■ **What you will do**: Please turn the records from the line with "cloth in the photo below." up to and including the line with "[[265, 81], [89, 169]]" into a numbered list, leaving out blank lines.

————————

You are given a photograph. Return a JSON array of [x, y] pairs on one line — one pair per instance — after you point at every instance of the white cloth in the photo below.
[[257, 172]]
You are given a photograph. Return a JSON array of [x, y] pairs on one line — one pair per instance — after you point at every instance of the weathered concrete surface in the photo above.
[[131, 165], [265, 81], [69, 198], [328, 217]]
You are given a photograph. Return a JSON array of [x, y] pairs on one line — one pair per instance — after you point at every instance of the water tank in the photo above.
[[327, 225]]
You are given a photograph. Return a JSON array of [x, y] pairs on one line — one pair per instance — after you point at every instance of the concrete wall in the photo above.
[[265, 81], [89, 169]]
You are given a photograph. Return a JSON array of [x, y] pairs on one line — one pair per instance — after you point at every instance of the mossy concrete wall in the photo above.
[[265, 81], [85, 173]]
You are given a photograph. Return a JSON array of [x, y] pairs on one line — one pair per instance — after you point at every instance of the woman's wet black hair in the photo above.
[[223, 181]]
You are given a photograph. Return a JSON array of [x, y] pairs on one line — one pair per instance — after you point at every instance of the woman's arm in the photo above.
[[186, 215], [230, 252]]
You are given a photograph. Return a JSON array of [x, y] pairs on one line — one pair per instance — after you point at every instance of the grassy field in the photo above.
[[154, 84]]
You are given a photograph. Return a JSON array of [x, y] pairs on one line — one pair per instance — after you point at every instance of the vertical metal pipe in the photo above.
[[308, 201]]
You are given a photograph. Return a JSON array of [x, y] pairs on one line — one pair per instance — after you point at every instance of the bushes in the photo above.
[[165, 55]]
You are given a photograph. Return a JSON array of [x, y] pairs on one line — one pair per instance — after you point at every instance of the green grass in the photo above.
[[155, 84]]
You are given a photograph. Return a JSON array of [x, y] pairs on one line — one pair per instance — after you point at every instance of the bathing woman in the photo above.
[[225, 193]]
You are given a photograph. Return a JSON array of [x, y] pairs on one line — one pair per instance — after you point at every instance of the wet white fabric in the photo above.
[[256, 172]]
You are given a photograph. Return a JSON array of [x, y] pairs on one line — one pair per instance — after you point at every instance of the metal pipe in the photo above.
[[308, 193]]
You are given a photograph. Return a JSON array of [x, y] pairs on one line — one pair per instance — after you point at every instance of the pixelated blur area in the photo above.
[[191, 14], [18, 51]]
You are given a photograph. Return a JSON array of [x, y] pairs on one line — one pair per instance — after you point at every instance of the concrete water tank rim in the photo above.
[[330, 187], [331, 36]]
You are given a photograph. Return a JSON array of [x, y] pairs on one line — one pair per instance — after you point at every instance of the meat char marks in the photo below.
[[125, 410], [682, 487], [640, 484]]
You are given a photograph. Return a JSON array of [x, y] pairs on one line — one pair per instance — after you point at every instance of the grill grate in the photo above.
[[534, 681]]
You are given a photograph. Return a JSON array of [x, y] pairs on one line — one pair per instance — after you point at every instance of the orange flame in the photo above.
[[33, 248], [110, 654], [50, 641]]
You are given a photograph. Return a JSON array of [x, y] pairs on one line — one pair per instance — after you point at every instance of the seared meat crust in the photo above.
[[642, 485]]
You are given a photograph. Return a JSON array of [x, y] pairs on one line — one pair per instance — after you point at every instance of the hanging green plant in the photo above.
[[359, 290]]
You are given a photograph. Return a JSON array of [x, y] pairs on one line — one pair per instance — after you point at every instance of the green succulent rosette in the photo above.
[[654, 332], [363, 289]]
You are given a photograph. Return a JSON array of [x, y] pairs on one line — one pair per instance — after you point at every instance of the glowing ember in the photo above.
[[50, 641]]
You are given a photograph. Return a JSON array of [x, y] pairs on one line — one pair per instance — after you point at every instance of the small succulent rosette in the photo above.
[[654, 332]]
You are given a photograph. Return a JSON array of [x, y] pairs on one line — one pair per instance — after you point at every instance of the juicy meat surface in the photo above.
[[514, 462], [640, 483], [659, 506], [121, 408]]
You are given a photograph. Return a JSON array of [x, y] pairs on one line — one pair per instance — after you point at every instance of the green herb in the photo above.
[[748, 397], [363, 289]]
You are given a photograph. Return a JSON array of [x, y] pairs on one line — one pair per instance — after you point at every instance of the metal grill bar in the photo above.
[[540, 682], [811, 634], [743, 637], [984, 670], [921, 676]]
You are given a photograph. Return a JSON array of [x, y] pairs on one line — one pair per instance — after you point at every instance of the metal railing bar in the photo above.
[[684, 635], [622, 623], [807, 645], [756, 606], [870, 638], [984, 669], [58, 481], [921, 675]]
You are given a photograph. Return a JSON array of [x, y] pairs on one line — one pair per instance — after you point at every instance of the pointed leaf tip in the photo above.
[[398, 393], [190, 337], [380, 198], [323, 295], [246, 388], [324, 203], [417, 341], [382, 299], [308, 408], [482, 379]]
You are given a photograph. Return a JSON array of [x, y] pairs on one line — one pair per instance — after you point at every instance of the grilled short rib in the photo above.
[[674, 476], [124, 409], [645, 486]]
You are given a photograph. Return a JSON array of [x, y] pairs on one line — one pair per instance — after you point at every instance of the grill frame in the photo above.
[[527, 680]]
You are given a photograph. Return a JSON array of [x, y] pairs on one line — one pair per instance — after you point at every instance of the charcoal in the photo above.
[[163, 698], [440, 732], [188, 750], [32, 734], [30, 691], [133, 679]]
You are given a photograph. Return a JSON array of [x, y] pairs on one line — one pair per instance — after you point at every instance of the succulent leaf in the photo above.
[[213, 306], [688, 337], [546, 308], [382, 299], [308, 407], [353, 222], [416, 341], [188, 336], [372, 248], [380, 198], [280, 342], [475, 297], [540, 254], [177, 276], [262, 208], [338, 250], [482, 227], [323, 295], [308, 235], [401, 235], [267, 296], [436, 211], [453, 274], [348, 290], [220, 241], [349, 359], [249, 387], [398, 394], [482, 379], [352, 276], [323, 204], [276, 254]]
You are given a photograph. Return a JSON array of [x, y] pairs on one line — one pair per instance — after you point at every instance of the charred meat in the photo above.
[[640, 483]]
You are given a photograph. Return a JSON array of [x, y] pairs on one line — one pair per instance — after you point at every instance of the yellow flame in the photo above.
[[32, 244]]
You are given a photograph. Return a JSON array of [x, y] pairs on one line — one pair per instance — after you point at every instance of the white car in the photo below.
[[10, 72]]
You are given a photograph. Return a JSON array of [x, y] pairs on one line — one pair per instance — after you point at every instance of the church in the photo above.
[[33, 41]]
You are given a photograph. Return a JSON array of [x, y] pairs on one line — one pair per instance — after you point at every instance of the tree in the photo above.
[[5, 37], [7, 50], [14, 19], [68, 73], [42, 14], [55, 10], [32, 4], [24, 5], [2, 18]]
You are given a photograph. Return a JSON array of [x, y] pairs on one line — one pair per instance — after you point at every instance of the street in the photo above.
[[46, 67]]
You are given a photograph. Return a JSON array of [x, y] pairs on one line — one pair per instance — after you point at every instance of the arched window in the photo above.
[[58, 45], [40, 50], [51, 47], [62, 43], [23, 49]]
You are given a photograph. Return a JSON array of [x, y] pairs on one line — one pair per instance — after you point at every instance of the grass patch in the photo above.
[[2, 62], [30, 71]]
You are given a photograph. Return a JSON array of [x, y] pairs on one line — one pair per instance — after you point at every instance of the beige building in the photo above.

————————

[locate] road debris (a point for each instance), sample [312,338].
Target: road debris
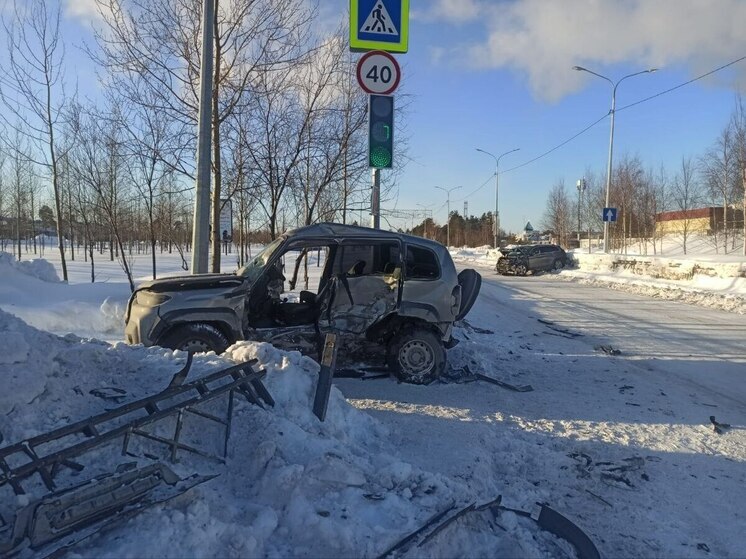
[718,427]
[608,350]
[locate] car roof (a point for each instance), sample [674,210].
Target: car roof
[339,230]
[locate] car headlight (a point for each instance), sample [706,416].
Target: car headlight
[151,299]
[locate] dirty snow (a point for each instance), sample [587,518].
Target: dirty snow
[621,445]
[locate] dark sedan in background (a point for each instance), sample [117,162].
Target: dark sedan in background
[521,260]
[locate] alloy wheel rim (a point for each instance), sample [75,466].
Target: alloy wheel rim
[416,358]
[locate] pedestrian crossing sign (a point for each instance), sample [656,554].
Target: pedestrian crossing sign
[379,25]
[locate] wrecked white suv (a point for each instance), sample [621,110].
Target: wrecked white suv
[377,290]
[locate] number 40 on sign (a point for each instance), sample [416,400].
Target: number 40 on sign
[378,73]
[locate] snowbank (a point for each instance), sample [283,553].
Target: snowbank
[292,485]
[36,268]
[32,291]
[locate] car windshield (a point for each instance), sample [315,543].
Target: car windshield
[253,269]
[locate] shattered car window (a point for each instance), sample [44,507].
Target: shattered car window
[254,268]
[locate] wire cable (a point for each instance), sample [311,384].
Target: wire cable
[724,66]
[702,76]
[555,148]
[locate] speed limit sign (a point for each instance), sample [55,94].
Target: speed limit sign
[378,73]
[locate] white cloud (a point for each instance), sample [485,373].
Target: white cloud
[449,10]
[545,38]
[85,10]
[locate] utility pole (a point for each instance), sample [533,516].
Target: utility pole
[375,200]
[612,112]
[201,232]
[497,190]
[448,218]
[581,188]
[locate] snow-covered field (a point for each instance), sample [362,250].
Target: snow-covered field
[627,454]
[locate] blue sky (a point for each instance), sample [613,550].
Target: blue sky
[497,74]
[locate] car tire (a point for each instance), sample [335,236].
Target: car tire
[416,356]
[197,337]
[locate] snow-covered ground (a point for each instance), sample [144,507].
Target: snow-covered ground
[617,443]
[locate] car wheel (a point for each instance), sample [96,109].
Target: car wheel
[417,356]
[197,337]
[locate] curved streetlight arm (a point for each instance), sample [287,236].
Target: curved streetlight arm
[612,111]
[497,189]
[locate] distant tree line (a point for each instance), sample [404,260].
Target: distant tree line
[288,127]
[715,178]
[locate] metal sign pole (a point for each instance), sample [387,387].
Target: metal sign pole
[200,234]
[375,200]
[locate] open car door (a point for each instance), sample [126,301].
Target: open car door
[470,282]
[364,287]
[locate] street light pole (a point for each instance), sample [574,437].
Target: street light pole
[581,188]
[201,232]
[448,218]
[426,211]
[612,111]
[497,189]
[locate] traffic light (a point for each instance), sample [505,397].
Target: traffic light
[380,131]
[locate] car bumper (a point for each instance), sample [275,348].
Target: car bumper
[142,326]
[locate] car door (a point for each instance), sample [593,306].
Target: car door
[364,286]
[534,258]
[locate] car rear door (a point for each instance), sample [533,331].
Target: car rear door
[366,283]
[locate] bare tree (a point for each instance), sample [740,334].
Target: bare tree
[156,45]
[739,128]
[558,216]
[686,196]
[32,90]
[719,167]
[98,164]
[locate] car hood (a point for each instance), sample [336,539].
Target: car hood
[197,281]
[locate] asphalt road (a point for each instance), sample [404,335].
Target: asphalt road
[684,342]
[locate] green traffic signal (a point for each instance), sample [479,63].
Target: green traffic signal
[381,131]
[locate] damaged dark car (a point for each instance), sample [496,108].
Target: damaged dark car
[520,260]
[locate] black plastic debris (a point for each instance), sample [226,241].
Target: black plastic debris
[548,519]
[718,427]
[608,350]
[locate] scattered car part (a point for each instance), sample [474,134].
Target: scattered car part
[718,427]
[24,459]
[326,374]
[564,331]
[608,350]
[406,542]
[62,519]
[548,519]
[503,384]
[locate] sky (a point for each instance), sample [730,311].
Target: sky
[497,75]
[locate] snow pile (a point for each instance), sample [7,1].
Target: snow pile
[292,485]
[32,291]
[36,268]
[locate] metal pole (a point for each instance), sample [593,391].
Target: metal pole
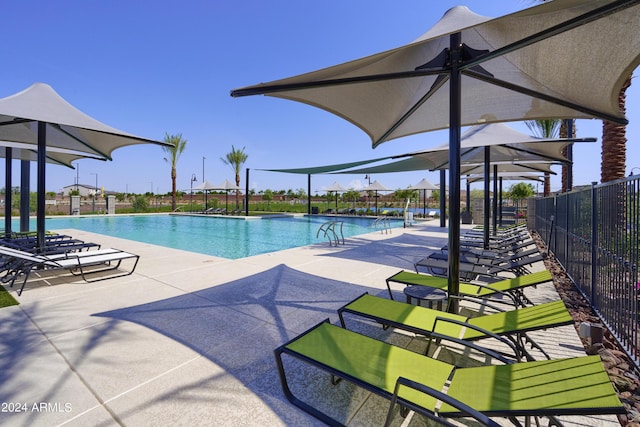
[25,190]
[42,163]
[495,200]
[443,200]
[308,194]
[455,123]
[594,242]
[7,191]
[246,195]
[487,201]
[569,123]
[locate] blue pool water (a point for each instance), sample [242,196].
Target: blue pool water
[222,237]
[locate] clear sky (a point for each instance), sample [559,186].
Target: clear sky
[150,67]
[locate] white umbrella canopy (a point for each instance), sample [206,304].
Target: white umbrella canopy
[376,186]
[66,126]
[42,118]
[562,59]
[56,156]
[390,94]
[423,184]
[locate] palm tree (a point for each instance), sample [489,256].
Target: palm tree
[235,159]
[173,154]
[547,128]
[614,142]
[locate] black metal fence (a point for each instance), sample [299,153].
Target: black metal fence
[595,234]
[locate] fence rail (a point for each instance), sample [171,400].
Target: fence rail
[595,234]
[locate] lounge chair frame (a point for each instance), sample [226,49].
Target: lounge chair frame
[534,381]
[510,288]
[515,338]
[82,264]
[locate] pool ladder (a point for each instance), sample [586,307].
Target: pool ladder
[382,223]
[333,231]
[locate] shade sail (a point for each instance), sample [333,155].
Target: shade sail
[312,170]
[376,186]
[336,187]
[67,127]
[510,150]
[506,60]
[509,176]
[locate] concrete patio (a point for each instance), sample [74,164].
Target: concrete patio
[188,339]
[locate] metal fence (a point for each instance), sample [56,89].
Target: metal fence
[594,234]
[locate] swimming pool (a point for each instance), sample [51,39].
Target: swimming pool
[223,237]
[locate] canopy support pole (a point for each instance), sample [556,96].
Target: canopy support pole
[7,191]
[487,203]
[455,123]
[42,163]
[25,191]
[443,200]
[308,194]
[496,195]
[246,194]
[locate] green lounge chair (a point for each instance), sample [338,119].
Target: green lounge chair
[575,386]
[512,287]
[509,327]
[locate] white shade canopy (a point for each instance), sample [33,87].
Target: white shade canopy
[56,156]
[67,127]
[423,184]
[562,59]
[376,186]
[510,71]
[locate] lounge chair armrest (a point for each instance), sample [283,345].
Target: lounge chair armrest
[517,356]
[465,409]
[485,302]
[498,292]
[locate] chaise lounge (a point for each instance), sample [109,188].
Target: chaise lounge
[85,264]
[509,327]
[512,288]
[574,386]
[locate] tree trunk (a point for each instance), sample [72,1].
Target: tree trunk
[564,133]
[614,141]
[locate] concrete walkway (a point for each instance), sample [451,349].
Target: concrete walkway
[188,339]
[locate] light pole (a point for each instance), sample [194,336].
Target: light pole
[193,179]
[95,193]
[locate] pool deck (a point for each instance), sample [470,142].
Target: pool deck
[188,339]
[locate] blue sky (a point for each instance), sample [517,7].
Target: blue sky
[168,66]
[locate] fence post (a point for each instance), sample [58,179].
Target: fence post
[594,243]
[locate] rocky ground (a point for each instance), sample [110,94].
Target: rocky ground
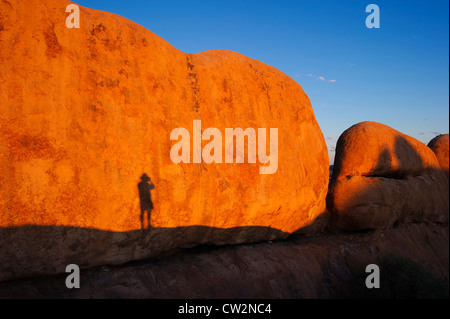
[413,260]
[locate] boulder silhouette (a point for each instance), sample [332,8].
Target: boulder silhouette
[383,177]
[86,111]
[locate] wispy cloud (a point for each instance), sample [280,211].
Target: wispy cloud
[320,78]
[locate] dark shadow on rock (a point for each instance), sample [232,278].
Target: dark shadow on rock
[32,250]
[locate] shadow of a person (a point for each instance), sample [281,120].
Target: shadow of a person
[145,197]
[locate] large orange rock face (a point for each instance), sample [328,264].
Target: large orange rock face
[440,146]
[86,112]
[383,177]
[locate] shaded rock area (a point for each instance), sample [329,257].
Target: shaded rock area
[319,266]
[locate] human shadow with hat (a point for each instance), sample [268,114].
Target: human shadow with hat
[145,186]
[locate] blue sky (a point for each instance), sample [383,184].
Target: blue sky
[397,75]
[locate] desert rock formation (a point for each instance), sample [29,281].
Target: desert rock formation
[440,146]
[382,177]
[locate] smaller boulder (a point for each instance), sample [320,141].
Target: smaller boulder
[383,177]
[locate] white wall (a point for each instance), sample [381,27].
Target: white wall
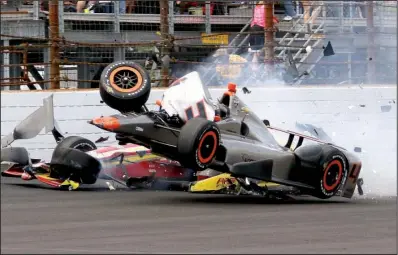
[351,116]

————————

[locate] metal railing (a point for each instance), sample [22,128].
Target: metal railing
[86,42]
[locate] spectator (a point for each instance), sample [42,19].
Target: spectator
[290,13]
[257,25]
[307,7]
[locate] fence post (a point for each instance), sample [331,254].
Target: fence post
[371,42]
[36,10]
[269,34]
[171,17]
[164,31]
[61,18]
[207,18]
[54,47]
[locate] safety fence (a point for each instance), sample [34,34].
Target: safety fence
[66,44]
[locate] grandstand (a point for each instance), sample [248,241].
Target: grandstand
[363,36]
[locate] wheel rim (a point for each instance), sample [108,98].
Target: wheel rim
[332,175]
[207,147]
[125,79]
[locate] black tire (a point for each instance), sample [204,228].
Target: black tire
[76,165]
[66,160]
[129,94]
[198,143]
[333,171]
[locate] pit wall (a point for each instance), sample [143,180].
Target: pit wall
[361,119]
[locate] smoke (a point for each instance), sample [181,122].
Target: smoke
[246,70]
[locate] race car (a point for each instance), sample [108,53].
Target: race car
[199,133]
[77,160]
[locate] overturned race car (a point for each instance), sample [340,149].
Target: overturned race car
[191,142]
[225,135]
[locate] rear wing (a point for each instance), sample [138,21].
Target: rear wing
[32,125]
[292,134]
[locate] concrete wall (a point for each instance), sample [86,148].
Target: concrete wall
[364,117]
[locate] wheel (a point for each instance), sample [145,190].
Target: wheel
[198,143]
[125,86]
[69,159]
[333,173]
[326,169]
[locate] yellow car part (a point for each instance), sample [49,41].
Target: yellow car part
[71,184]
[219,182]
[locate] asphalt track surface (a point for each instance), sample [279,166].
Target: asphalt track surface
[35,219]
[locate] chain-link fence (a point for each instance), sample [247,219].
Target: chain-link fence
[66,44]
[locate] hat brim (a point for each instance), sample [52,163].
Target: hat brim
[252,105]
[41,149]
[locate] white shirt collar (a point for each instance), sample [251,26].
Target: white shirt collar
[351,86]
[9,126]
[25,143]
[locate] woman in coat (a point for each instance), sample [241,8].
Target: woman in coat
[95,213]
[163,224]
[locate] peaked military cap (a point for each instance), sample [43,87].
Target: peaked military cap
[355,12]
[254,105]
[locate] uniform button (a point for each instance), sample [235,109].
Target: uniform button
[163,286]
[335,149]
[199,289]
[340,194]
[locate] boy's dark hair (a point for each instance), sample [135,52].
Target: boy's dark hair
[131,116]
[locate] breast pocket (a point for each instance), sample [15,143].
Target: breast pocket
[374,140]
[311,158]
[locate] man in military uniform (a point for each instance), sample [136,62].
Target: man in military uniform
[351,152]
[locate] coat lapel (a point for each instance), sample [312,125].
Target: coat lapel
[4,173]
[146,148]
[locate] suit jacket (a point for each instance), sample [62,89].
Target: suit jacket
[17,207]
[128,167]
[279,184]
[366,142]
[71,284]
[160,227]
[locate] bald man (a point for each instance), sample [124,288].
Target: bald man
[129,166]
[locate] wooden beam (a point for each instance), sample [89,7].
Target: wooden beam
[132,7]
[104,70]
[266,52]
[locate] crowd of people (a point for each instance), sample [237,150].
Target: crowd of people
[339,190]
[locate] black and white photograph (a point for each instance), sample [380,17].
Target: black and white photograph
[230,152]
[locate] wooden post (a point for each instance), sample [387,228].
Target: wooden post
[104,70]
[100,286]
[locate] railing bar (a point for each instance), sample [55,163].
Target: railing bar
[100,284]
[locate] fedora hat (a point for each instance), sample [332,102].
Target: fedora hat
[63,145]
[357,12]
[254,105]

————————

■ **Exercise result**:
1. You are given a photograph. Return a JSON array of [x, y] pairs on one line — one pair per instance — after you point at every instance of the white cloth in the photo below.
2. [[257, 172]]
3. You are given a photograph. Return a JSON array of [x, y] pairs on one line — one pair per instance — after you point at every instance of the weathered concrete surface in the photo above.
4. [[131, 165], [265, 81], [69, 198], [328, 217]]
5. You are given a photograph. Return a JSON array of [x, y] pairs on one line — one pair per instance — after you point at every instance of the water tank in the photo above.
6. [[327, 225]]
7. You are given a photograph. Return a JSON array of [x, y] pairs on one line — one pair per instance — after you point at every instance of the concrete wall in the photo above.
8. [[265, 81], [89, 169]]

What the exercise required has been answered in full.